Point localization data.
----------

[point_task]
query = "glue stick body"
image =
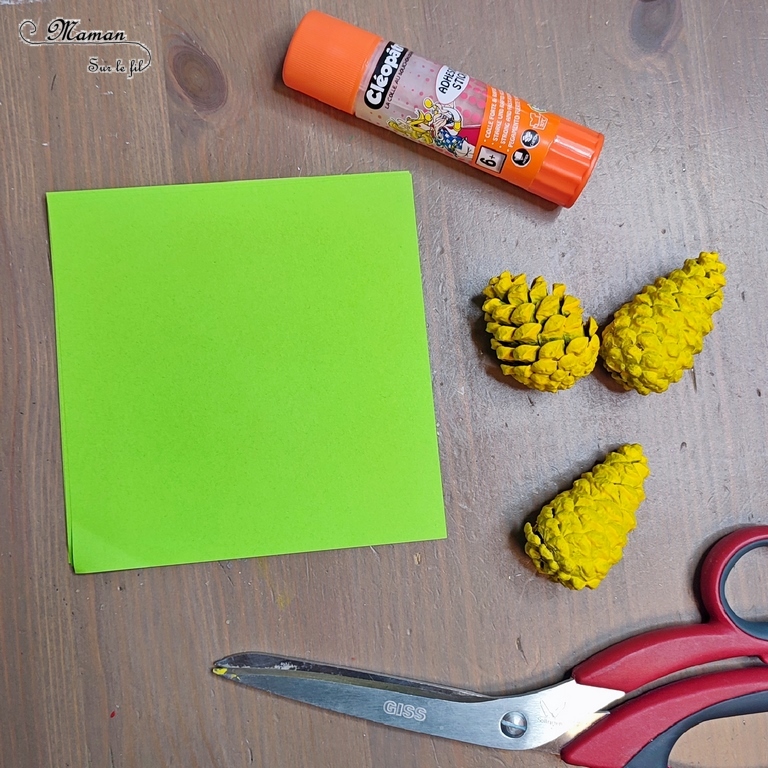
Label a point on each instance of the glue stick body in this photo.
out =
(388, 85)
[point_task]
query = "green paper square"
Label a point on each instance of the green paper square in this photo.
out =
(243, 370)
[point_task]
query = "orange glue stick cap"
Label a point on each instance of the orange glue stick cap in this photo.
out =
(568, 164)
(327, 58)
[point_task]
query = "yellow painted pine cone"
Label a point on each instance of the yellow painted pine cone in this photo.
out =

----------

What the task asks. Repeat the data word for word, minus any pictures.

Exercise response.
[point_task]
query = "glue stick body"
image =
Label a point on each instance of the glue stick body in this photo.
out =
(388, 85)
[point_task]
query = "green paper square"
Label a point on each instance of the green paper square in this photo.
out =
(243, 370)
[point_task]
query = "orange glue stick cap"
Label a point on each instance of the orange glue stick cap in this photo.
out =
(568, 164)
(327, 58)
[point_task]
query = "yellow painted pine cone"
Label a point on each instance of the yellow painted pine cone in this photo.
out =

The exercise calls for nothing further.